▸ **Requirements**: Return the stretch of the items below from the very first line through the line containing "52;116;115;182", both ends included, copying each line unchanged.
........
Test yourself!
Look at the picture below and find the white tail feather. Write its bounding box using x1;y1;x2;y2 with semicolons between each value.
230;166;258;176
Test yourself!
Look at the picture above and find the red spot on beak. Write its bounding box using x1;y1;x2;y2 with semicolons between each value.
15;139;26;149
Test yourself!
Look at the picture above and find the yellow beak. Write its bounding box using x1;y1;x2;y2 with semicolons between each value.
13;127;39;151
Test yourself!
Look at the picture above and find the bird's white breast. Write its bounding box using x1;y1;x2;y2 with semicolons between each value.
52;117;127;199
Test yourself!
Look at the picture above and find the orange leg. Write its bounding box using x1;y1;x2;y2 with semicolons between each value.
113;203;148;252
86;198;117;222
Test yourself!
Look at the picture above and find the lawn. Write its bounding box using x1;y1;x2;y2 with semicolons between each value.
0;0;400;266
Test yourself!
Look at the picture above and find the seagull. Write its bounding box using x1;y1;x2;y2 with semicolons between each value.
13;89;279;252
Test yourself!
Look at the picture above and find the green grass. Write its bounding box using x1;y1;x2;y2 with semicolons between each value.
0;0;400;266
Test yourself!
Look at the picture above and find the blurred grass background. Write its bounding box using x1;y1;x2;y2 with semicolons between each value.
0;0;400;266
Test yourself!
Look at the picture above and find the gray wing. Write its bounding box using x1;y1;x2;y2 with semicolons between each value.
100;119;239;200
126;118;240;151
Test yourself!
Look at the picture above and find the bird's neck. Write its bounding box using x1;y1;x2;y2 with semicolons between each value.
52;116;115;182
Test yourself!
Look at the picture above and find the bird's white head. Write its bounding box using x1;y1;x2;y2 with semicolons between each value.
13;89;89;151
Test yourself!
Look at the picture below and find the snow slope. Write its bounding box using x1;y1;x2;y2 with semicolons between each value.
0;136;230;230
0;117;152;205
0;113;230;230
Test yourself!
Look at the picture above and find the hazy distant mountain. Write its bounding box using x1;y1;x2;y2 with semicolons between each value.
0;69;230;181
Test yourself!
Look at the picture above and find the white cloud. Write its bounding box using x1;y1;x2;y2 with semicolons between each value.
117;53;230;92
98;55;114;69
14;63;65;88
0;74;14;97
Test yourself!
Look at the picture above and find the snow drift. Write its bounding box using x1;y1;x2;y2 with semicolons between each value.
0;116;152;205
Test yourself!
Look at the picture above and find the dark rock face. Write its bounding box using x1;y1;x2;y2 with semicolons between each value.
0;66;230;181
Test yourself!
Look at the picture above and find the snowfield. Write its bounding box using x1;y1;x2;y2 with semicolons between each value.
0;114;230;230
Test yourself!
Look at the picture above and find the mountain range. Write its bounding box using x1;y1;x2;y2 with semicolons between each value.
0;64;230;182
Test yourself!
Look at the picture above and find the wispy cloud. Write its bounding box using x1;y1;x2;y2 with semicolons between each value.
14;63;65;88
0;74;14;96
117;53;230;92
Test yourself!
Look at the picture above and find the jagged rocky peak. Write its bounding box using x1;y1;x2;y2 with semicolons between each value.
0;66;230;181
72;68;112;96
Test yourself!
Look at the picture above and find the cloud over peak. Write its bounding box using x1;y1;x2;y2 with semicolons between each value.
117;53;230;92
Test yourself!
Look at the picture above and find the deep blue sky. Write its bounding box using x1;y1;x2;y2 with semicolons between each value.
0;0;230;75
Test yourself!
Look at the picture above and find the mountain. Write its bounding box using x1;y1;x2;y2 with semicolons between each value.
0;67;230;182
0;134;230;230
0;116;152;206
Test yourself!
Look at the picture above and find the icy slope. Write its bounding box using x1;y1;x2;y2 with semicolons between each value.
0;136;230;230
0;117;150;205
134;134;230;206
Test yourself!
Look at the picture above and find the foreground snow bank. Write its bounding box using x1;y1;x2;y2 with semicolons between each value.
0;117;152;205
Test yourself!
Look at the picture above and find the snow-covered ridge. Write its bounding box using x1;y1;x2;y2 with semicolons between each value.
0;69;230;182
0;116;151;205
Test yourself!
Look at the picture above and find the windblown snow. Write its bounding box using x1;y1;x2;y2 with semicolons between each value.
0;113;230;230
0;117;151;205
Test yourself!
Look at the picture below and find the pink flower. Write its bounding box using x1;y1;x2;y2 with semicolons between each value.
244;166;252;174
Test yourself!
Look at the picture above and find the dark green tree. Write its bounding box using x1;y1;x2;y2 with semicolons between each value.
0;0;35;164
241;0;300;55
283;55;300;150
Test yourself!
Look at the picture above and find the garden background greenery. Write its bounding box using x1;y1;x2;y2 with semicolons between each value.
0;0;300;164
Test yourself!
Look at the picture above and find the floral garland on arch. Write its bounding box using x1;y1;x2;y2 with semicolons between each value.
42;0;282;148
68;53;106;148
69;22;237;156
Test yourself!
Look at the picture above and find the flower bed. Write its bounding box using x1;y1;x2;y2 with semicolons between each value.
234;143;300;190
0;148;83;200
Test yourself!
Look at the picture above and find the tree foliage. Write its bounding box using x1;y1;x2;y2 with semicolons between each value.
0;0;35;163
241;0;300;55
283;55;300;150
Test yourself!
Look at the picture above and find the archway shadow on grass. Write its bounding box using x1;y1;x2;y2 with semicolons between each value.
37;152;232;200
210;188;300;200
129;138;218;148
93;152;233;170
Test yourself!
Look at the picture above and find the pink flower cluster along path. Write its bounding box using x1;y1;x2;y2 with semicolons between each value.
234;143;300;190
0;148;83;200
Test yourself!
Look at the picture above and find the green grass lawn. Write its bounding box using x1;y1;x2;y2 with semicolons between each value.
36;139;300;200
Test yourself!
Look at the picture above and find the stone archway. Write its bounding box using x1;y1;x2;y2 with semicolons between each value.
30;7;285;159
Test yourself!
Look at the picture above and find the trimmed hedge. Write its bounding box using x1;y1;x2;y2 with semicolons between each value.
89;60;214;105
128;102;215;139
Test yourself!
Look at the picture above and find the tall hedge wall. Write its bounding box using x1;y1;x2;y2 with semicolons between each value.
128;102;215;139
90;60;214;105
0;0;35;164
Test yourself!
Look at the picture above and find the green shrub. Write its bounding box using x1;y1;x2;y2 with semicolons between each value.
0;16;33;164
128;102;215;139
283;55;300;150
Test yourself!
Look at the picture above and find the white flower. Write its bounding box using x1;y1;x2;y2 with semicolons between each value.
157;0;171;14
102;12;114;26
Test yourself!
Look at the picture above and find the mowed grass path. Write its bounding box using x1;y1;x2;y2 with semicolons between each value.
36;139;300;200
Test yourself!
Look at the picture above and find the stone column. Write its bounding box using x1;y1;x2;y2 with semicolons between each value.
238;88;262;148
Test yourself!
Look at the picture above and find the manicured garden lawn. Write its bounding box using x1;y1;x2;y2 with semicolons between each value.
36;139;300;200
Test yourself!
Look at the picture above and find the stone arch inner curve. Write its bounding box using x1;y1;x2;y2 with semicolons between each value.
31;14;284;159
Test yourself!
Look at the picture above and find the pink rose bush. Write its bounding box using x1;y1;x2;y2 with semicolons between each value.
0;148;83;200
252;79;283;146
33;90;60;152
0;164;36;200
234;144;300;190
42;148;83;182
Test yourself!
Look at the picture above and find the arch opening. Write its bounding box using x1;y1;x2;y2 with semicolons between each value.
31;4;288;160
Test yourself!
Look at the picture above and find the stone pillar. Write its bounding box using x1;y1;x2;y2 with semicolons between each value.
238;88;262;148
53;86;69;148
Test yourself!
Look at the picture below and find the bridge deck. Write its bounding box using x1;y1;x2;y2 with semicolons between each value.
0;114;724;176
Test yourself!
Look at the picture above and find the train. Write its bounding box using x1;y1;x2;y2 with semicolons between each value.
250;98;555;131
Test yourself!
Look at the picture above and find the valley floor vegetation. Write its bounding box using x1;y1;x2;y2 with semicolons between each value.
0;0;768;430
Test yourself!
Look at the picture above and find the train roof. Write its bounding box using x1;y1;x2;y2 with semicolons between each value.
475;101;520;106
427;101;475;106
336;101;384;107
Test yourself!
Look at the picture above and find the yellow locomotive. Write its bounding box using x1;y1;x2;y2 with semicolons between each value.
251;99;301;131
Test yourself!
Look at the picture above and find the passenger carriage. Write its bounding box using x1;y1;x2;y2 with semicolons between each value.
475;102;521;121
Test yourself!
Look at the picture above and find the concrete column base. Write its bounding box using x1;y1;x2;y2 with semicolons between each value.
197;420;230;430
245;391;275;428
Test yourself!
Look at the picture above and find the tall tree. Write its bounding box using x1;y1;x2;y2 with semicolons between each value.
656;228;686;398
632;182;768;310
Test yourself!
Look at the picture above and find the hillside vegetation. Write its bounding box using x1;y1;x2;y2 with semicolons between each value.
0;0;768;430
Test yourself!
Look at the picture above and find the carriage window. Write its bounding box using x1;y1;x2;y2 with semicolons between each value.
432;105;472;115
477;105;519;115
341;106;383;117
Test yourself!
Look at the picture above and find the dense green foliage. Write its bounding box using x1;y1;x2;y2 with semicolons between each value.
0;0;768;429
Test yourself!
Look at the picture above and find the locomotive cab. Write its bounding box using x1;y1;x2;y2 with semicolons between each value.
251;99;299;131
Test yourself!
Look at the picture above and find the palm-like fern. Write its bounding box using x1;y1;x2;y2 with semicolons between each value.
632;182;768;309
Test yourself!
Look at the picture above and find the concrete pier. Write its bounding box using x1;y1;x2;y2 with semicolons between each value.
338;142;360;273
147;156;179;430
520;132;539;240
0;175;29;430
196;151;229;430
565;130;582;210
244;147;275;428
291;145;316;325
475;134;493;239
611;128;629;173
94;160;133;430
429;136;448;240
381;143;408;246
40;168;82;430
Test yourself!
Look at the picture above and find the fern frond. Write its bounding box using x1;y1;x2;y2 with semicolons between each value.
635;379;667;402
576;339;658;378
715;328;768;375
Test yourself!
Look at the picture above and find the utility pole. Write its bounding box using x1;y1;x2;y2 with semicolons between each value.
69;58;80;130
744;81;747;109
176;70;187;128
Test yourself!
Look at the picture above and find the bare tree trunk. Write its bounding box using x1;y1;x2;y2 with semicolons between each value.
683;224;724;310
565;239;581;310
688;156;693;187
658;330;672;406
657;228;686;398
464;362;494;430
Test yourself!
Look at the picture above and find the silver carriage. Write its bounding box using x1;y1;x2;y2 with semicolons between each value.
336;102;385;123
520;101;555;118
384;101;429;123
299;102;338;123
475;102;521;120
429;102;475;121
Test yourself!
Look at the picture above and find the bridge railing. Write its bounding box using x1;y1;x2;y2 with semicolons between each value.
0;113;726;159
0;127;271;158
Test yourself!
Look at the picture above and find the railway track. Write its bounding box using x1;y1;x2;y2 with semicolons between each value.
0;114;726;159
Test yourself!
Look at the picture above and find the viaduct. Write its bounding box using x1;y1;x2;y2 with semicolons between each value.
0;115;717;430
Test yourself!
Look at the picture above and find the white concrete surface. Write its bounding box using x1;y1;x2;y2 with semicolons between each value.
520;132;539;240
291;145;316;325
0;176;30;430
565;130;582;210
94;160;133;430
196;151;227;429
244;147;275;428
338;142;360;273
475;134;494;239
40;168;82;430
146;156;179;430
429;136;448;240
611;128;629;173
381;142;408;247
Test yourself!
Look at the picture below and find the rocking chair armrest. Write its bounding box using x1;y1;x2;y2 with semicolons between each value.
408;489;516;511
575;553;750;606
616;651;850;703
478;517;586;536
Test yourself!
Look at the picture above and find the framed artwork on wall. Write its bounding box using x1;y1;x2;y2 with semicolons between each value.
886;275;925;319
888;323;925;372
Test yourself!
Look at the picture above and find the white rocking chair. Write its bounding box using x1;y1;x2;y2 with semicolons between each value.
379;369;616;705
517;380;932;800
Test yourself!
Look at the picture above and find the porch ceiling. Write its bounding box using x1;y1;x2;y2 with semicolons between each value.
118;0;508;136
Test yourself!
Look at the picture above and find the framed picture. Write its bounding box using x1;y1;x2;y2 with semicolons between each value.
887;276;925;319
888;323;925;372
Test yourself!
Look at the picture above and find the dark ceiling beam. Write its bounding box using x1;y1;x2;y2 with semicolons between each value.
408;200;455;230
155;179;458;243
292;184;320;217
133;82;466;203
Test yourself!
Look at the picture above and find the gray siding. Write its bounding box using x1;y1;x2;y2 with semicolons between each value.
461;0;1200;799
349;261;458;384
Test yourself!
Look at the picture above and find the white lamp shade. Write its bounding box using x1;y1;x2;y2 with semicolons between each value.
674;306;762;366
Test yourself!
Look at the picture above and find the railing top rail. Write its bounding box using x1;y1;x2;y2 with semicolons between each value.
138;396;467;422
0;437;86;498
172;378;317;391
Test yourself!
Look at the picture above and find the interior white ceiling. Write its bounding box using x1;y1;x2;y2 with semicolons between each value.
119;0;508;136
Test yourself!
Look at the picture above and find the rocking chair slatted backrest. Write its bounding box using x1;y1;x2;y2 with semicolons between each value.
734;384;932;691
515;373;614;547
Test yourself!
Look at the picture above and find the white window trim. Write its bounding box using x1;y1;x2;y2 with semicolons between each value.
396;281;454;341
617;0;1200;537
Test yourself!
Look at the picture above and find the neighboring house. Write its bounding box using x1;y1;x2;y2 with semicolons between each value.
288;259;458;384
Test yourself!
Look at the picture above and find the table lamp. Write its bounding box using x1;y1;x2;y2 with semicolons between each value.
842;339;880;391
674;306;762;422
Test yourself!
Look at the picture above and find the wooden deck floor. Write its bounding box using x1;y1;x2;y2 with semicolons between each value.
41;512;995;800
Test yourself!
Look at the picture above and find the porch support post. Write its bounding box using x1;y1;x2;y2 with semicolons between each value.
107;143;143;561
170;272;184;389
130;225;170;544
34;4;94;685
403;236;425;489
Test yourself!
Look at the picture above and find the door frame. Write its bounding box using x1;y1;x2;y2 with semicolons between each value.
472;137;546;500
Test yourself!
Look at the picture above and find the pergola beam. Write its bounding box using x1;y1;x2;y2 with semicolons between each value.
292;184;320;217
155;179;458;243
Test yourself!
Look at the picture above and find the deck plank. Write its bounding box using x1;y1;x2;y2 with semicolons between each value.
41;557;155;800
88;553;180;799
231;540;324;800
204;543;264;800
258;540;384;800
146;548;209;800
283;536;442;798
........
▸ **Response to the exercise**:
Test yourself!
Look at the picture below and find the white tail feather. Write its bounding box using x1;y1;x2;y2 with semicolons between each value.
230;166;258;176
Test yourself!
Look at the picture above and find the red spot on beak. Write its bounding box using x1;y1;x2;y2 with semicolons between each value.
15;139;26;149
Test yourself!
Look at the picture above and find the yellow beak. Write its bounding box using x1;y1;x2;y2 with semicolons between each value.
13;127;39;151
Test yourself!
Look at the picture above and find the bird's white breast. Write its bounding box using x1;y1;x2;y2 with semicolons between each value.
52;117;127;199
Test yourself!
Look at the picture above and find the orange leg. Write its bounding box using x1;y1;x2;y2 with semicolons between each value.
113;203;148;252
86;198;117;222
Test yourself!
Look at the picture above and find the lawn. Write its bounding box using x1;y1;x2;y2 with semicolons between each value.
0;0;400;266
Test yourself!
Look at the picture above and find the seagull. Write its bounding box using x1;y1;x2;y2 with semicolons between each value.
13;89;279;252
Test yourself!
Look at the picture above and find the green grass. Write its bounding box using x1;y1;x2;y2 with semicolons between each value.
0;0;400;266
Test yourself!
Look at the picture above and find the blurred grass background. Write its bounding box using x1;y1;x2;y2 with semicolons between each value.
0;0;400;266
Test yourself!
Look at the picture above and find the gray wing. Write its bounding box using x1;y1;x2;y2 with semicolons between each value.
100;119;239;200
126;118;240;151
Test yourself!
Look at the picture above and find the bird's neck. Write its bounding box using x1;y1;x2;y2 with semicolons between each value.
52;116;115;182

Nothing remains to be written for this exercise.